* _TASK INSTRUCTIONS_:
Scan the entries that follow and work out how many lines contain "blurred". Give the number and nothing else.

Natural-language object grounding data:
*** Block opens ***

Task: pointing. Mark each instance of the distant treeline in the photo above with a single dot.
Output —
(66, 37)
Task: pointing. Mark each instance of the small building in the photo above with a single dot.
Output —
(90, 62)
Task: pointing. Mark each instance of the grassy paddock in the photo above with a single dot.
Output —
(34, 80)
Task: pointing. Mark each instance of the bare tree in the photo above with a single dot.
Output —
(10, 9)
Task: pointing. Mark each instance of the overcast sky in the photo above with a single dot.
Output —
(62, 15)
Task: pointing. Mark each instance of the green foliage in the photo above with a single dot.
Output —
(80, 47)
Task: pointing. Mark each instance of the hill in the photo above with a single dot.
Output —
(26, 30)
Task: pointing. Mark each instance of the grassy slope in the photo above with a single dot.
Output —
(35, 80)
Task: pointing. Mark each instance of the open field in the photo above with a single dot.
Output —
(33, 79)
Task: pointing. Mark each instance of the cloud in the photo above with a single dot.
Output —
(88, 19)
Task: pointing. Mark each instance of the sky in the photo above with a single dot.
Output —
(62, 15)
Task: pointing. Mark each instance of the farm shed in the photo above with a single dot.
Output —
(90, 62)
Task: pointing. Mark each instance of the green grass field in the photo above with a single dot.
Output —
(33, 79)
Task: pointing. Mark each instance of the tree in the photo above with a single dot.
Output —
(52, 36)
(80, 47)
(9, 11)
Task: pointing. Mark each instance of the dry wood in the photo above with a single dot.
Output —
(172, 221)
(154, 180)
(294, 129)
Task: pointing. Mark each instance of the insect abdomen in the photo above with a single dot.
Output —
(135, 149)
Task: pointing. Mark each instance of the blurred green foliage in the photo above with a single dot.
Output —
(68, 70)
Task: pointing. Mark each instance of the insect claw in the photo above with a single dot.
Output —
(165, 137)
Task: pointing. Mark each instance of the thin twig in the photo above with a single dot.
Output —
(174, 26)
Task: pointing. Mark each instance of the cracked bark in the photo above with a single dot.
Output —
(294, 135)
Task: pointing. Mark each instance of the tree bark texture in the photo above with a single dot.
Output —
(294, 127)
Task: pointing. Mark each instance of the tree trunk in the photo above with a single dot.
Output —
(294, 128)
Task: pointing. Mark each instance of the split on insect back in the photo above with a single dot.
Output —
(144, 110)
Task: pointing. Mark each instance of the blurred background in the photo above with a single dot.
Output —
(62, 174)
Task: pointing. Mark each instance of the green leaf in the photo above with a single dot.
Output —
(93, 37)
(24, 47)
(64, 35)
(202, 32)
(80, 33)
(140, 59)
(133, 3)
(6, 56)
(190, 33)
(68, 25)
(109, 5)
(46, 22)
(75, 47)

*** Block closes ***
*** Block opens ***

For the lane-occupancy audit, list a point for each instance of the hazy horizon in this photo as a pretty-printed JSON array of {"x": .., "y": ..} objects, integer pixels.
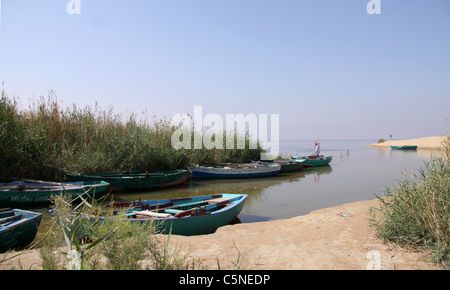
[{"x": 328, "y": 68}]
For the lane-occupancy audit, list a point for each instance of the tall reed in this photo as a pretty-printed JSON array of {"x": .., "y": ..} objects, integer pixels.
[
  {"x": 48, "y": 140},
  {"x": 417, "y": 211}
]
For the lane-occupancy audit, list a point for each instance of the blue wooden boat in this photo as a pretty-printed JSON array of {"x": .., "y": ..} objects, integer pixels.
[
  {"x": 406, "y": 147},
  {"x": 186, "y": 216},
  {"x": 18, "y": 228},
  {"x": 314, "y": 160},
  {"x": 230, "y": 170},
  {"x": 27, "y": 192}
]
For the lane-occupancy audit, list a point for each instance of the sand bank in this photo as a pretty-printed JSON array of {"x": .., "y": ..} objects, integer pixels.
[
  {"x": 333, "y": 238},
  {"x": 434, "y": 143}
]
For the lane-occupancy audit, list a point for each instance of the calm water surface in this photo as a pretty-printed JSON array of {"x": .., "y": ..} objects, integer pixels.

*** Block closes ***

* _TASK ANSWER_:
2